TEXT EXCERPT >>

Except it isn't working quite like planned.
Apple
is parking money offshore; same with GE, Starbucks, Google, and
almost all of the big multinationals. Somewhere along the way, the
idea of an economy that maximizes aggregate utility has given way to
maximizing profits for a small minority who possess capital. And the
idea of the government safety net being utilized to provide capital
to increase consumer spending and crank up the virtuous cycle, well
that is running into a brick wall in the form of austerity.
The
pace, depth and breadth of the stock market rally is certainly not
justified by economic fundamentals alone. Investors continue to buy
because they are in a desperate search for returns in a low-return
world and feel that cheap money will keep them 'whole' if they invest
in risky assets, such as stocks.
Yesterday,
Bernanke was asked a question that suggested the Fed's super loose,
accommodative monetary policy might be creating asset bubbles, which
might end very badly. Bernanke responded that “there's no risk free
strategy right now.” And that risk is not restricted to the stock
market. His all-consuming concern right now must be to avoid the kind
of bond market carnage that was created in 1994 when the Fed raised
rates unexpectedly, and I suspect that the debate within the FOMC is
becoming much more heated with regard to how to achieve some scaling
back of asset purchases without causing a similar bond market rout.
Bernanke
started yesterday's testimony with prepared remarks by pronouncing:
"a premature tightening of monetary policy could lead interest
rates to rise temporarily, but would also carry a substantial risk of
slowing or ending the economic recovery and causing inflation to fall
further." It seemed a clear signal that the Fed would continue
QE to infinity and beyond.
Then,
in the Q&A session, he commented that the Fed could cut the pace
of asset purchases "in the next few meetings." It seemed a
complete about face.
So,
we're back to watching the Fed's targets for inflation and
unemployment. There are good economic arguments for inflation to
become extremely sticky to the downside at these low levels; just
over 1 percent. We'll keep an eye on the next few jobs reports, where
good news could be bad news. Also, keep a look at global unemployment
numbers. In 14 out of the 35 advanced economies covered by the IMF’s
World Economic Outlook dated April 2013, the unemployment
rate in 2012 was at its highest since 2007. In terms of jobs, in many
countries the crisis is intensifying, not retreating.
The
problem is not just that the incidence of unemployment is uneven
across the advanced countries. It is also that it is extremely uneven
across age groups, or more importantly, generations. The generation
that has entered the labor force over the last five years is the
hardest hit. These numbers are important because they represent
systemic failure in labor, and the Fed can't operate in a vacuum with
its monetary policy. It would be strange to see the Fed tightening,
while the ECB is loosening. If you want to create problematic global
imbalances, all it will take is a gear-shift by the US Federal
Reserve and the inevitable dollar surge that follows. Remember that
it was the Volcker Fed that set off Latin America's defaults in the
early 1980s. It was the mighty dollar that set off Mexico's Tequila
crisis, and then the East Asian tiger economies, chain-reaction in
the 1990s.

(Labeled area outline entries)

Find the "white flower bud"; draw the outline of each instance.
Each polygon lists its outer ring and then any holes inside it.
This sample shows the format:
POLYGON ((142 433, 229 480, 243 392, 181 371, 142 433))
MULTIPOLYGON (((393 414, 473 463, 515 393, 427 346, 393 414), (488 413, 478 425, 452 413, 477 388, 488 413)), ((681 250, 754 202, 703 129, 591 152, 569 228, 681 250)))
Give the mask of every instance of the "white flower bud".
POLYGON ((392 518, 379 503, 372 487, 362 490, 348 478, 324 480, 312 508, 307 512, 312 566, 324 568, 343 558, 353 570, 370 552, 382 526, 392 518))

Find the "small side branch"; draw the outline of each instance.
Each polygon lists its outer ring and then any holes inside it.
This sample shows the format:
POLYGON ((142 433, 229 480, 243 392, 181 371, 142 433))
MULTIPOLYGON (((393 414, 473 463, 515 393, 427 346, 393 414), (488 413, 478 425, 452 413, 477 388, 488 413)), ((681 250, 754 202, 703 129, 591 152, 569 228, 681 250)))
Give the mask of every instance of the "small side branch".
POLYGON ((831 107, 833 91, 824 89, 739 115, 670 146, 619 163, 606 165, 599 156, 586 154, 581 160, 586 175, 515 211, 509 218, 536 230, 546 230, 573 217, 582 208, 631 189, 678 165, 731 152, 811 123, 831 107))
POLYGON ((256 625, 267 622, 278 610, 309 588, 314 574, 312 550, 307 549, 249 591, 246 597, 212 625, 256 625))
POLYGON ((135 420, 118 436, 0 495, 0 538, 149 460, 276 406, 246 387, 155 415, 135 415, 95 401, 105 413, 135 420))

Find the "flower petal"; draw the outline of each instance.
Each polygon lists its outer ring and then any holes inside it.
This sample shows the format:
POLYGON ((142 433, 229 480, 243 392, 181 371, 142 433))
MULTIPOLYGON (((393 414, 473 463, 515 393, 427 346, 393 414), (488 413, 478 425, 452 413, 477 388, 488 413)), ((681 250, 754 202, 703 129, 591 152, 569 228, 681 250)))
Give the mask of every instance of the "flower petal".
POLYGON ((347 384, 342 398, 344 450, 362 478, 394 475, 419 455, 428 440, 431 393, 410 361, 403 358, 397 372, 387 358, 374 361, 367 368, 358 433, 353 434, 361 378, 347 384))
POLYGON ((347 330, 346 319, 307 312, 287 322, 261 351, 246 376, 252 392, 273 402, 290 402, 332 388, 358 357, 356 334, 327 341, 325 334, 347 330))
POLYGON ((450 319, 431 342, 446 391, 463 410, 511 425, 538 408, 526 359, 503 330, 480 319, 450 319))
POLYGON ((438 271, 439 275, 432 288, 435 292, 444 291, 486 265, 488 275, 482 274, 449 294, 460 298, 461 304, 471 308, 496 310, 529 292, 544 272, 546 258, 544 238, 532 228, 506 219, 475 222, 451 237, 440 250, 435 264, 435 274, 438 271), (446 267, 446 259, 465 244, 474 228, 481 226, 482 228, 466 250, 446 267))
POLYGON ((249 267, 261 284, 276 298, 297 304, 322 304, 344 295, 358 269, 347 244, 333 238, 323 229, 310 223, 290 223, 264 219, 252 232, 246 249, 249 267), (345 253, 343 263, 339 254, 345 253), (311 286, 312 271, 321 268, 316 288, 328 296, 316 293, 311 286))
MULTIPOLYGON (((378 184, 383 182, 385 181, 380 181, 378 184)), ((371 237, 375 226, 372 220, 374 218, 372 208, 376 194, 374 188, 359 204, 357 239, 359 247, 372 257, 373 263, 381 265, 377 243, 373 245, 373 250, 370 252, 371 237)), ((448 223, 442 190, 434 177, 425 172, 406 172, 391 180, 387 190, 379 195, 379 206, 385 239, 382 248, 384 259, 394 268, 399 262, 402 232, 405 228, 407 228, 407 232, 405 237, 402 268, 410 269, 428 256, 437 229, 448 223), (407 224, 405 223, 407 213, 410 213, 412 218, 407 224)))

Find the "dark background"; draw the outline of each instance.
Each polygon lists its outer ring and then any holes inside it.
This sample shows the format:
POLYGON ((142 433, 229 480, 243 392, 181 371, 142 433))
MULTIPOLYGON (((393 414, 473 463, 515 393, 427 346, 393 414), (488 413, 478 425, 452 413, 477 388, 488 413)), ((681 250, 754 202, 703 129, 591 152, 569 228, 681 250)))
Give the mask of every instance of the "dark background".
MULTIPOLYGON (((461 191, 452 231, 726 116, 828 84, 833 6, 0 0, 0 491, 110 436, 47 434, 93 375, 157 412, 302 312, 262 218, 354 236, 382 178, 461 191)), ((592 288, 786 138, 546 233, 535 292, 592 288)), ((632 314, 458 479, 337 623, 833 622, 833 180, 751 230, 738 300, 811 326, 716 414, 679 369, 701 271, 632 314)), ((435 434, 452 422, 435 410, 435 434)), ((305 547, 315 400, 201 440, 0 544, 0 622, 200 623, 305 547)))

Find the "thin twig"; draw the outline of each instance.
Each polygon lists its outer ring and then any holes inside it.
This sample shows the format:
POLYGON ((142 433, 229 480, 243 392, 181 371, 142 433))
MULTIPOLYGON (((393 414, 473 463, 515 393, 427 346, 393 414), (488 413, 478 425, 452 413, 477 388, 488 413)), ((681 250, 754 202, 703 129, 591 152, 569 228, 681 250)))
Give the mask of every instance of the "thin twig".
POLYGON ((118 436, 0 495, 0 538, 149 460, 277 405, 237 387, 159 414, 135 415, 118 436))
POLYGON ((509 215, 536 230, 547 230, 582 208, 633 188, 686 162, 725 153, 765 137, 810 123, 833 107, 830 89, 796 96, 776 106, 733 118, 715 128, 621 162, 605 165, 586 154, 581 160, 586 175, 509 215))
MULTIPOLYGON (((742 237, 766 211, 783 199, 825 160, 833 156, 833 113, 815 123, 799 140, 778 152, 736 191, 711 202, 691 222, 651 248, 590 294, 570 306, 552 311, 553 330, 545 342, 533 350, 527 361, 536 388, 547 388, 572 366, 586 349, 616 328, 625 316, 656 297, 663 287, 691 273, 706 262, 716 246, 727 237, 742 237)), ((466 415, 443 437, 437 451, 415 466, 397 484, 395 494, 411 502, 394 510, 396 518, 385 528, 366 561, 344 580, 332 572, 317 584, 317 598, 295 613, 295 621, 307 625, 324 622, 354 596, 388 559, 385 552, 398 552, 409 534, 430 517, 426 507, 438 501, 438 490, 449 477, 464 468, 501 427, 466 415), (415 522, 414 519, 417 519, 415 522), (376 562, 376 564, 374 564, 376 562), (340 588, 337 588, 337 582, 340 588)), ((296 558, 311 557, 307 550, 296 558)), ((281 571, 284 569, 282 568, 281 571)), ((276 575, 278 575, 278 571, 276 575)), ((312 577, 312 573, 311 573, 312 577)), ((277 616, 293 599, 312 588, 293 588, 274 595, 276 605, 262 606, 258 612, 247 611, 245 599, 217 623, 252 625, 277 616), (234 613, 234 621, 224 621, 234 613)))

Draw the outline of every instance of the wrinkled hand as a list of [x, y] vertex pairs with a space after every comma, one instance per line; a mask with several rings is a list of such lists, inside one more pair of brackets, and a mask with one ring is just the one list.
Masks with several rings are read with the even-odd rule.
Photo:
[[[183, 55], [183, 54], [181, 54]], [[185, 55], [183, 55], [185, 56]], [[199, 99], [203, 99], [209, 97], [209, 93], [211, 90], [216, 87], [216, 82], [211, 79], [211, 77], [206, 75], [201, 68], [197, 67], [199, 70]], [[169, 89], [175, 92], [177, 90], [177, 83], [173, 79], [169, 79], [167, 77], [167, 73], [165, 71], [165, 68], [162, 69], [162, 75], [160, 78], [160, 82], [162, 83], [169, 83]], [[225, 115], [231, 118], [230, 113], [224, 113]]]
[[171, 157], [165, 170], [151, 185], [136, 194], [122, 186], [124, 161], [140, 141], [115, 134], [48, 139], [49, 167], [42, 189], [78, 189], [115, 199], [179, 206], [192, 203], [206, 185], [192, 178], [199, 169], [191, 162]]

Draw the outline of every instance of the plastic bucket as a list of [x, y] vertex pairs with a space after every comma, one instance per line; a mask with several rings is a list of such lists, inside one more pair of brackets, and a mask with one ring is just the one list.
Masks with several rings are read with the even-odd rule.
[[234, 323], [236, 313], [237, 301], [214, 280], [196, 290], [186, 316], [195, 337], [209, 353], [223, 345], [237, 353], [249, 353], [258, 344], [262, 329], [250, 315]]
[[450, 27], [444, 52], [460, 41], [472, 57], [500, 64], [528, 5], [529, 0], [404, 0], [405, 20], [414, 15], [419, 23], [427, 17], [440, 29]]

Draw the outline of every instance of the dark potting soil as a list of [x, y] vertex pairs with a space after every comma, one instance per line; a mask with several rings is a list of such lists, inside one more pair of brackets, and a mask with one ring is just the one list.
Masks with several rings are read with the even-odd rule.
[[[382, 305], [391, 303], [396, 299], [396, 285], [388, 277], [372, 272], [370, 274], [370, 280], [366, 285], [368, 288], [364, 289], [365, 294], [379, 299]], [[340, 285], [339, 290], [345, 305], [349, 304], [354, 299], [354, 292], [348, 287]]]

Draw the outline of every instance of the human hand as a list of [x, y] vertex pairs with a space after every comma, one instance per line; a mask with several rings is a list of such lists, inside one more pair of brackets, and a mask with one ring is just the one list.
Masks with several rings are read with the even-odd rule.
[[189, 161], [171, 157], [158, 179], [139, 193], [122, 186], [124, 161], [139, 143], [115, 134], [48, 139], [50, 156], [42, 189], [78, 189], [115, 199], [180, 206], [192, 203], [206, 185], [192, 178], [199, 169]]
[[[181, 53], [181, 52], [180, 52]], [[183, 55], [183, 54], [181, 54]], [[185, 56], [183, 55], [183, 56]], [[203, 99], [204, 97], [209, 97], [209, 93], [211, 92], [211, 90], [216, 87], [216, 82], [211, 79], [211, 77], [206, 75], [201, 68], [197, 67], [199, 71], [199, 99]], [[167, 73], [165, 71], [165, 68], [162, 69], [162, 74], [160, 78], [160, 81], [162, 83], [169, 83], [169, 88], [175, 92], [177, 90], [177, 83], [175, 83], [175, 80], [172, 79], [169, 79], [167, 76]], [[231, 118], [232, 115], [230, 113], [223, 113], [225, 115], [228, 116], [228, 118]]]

TASK INSTRUCTIONS >>
(a) According to the Federal Reserve commentary, in how many of the 35 advanced economies covered by the IMF's April 2013 World Economic Outlook was the 2012 unemployment rate at its highest since 2007?
(b) Write out the stretch of the Federal Reserve commentary from "Except it isn't" through "form of austerity.".
The material has no connection to the Federal Reserve commentary.

ANSWERS TO THE EXERCISES >>
(a) Fourteen.

(b)
Except it isn't working quite like planned.
Apple
is parking money offshore; same with GE, Starbucks, Google, and
almost all of the big multinationals. Somewhere along the way, the
idea of an economy that maximizes aggregate utility has given way to
maximizing profits for a small minority who possess capital. And the
idea of the government safety net being utilized to provide capital
to increase consumer spending and crank up the virtuous cycle, well
that is running into a brick wall in the form of austerity.